__WHAT THE TASK ASKS__
Copy out the lines below that hold the word "mark".

+++ DATA IN THIS EXERCISE

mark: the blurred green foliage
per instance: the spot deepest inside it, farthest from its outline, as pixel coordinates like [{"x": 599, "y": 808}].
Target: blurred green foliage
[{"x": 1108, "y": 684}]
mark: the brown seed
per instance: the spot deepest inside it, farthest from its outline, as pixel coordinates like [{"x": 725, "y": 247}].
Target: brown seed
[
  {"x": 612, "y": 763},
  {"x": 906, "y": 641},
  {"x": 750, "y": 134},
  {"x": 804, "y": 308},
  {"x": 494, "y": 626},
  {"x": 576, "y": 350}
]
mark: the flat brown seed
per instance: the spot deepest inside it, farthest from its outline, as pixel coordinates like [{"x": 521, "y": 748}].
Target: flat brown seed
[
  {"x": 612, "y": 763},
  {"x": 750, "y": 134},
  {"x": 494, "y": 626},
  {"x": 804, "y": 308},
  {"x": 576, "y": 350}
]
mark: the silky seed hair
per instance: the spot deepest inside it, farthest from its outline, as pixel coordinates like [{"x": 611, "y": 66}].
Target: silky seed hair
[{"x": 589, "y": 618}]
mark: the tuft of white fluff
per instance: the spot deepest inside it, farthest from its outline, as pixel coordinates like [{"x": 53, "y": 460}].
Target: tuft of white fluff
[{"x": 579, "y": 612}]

++++++

__RESPONSE AREA__
mark: the blurred green foliage
mark: the brown seed
mark: the flat brown seed
mark: the silky seed hair
mark: the tuft of white fluff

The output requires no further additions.